Goal of the exercise: Reproduce everything in the lines below from the one containing "Find the driftwood" down to the one containing "(1105, 621)", both ends included, in full. Offset every answer coordinate by adding 45 to each of its numbers.

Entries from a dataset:
◆ ◆ ◆ ◆
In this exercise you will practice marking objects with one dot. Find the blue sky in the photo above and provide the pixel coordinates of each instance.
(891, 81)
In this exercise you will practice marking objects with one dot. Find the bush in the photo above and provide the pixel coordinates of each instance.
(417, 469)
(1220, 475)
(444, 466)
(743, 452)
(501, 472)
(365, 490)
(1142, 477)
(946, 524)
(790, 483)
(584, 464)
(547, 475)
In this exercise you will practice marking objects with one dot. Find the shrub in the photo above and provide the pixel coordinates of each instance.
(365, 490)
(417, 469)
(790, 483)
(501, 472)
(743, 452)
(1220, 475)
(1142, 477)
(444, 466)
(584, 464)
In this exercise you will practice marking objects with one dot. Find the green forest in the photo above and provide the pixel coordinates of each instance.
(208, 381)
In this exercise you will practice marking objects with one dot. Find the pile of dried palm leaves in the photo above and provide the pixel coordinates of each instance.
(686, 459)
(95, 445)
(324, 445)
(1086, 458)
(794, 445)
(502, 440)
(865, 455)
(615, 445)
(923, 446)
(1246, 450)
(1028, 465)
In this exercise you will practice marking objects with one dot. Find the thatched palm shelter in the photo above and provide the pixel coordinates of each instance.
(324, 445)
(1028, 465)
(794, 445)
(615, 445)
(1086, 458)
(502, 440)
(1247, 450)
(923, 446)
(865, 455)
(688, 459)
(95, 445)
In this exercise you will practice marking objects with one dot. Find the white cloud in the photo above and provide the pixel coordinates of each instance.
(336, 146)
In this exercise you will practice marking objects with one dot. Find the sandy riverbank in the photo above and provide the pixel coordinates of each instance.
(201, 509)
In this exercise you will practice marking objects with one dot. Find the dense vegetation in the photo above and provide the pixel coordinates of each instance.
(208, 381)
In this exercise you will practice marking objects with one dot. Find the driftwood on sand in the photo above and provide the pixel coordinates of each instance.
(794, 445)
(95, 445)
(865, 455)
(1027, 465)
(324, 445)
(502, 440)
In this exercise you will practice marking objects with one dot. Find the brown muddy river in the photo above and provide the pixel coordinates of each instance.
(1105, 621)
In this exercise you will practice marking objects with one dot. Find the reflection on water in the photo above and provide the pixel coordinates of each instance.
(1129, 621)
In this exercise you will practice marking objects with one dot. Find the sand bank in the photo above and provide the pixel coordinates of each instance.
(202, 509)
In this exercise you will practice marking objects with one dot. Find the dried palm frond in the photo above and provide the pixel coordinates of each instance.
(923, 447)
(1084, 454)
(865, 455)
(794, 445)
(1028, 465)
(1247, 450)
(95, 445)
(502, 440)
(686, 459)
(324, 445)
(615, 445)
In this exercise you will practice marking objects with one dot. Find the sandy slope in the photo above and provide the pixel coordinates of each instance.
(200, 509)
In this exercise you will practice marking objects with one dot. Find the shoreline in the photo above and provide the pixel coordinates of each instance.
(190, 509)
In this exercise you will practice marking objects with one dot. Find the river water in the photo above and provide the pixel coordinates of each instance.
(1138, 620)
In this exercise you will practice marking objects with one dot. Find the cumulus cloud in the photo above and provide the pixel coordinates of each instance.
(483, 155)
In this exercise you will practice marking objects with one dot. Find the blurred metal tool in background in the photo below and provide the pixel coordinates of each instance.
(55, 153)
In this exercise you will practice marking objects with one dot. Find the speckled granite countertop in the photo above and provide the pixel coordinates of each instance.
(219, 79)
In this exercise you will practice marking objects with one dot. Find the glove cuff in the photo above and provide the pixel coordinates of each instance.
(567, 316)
◆ ◆ ◆ ◆
Solved exercise:
In this exercise you will practice marking objects with one dot. Find the driftwood on sand in the photo above and provide the pixel coordinates of each instance.
(839, 490)
(140, 490)
(910, 500)
(1072, 510)
(369, 490)
(547, 485)
In this exercise you will practice marking objects with one dot. Find the brown muddy river in the photo above and provide the pixel coordinates of each instance.
(1150, 666)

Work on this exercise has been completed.